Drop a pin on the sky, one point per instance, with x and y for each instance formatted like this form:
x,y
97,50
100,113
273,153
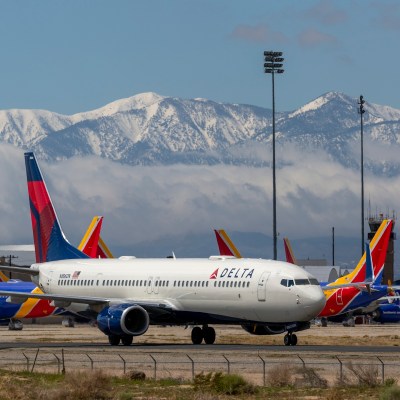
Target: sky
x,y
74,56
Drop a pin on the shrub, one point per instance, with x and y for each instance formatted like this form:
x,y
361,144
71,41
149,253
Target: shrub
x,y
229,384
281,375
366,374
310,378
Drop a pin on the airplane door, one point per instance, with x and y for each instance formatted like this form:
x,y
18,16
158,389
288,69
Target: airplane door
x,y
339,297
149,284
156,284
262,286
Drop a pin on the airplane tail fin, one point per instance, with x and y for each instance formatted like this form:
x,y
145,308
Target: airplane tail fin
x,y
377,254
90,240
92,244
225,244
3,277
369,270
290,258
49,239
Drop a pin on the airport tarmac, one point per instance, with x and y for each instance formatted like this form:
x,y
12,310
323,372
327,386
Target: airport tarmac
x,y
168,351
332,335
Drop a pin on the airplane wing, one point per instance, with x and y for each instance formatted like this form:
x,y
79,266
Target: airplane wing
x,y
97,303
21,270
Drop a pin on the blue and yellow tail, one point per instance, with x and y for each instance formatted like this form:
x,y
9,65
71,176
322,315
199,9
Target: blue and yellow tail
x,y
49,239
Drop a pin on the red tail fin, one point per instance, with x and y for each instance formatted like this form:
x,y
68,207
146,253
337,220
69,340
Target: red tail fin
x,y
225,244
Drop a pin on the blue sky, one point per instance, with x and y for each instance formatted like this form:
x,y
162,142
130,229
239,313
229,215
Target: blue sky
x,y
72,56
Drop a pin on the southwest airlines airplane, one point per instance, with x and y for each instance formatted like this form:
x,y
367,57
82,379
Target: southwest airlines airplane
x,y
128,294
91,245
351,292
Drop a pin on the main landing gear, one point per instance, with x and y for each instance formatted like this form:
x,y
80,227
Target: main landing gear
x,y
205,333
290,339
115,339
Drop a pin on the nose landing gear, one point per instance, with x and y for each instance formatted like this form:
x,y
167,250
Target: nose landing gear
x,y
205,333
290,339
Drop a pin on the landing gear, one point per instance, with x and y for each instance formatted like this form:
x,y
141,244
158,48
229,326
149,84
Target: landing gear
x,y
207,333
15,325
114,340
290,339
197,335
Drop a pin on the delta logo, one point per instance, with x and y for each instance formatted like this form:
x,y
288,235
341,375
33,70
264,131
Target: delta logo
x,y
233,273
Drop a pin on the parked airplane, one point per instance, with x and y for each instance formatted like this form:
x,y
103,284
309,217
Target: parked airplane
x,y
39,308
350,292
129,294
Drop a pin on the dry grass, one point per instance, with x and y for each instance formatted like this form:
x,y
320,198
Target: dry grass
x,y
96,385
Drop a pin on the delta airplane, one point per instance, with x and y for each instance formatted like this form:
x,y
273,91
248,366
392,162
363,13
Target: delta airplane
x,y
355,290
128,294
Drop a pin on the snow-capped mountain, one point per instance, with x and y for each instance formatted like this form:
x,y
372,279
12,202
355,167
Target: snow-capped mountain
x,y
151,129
_ _ _
(Problem details): Reproduce the full material exactly, excluding the pictures.

(Full response):
Drop a pin on the sky, one point per instance, with x and y for each instance formatted like this form:
x,y
97,50
100,113
273,153
Target: sky
x,y
74,56
Drop a pin on the shrub, one point per instance, with x and y for each instance formatted like this form:
x,y
361,144
71,41
149,253
Target: shrub
x,y
229,384
281,375
366,374
310,378
Drop a pin on the airplane door, one point per instance, with x and y for each instance formatted like this form:
x,y
18,16
158,389
288,69
Target: airplane door
x,y
339,297
149,284
156,284
262,286
Drop a pin on the airplane tail fin, one point per instance, with x and y for each instance formatted like this form:
x,y
145,308
Target: airplane tail fin
x,y
377,254
90,240
92,244
225,244
3,277
369,270
290,258
49,239
Drop a pin on the airport tarmac, one point per instance, with x and y for each instance formatted like this form:
x,y
12,310
323,372
327,386
Target: airport tarmac
x,y
168,351
332,335
Drop a pin on the airplane wing, one point per instance, with x and y for each instance formatted like this form:
x,y
79,266
Target: airplane wing
x,y
97,303
21,270
Drop a pin on the blue and yellow tail, one point per instance, with x and y for each instance formatted like this form:
x,y
9,65
71,176
322,315
199,9
Target: blue and yellow tail
x,y
49,239
Drop a pin on the red tail fin, one point per instance, with x and y for each instance formatted like this form:
x,y
68,207
146,253
337,220
69,340
Target: red tail fin
x,y
225,244
Drop a pin on the blue sky, one point per instance, with x and y for each instance formatted like this form:
x,y
162,142
130,229
239,313
229,215
Target: blue sky
x,y
72,56
Drop a pin on the southwest airlines airplane, one point per instance, with x and y for each instance formatted like this form:
x,y
367,57
82,379
Target: southwest airlines airplane
x,y
128,294
91,245
351,292
Drop a pin on the main landing gear, one point per instance, with x and y for each instance formatted like this form:
x,y
80,227
Target: main landing gear
x,y
205,333
290,339
115,339
Drop a pin on the nose landing gear, one point per instance, with x and y for each instance formatted like this form:
x,y
167,250
Target: nose landing gear
x,y
205,333
290,339
Drop a pin on the landing gear, one point per instance, with x and y for each instance formatted like this form:
x,y
141,244
158,48
229,326
149,84
Target: landing gear
x,y
207,333
15,325
114,340
290,339
197,335
Drop a pin on the delta logo, one point per instance, with x and y for each instance formatted like this form:
x,y
288,235
341,375
33,70
264,131
Target: delta logo
x,y
233,273
Drop a pin on the parked airplane, one point per instance, with x and y for each instance formatted like this form:
x,y
103,284
309,217
Target: parked airplane
x,y
39,308
350,292
129,294
Drop a pin on the dry grass, one point per instance, with x and y for each instance formatted like this form:
x,y
320,198
Target: dry grass
x,y
96,385
Drop a pin on the delta airplane, one point per instance, with x and y for each instance formatted like this form:
x,y
273,91
248,366
392,162
363,13
Target: delta airplane
x,y
355,290
128,294
Drop a pin on the snow-capped mountain, one point per instance, with x and y for each instance formatted like this form:
x,y
372,279
12,202
355,167
Target: snow-capped mountain
x,y
151,129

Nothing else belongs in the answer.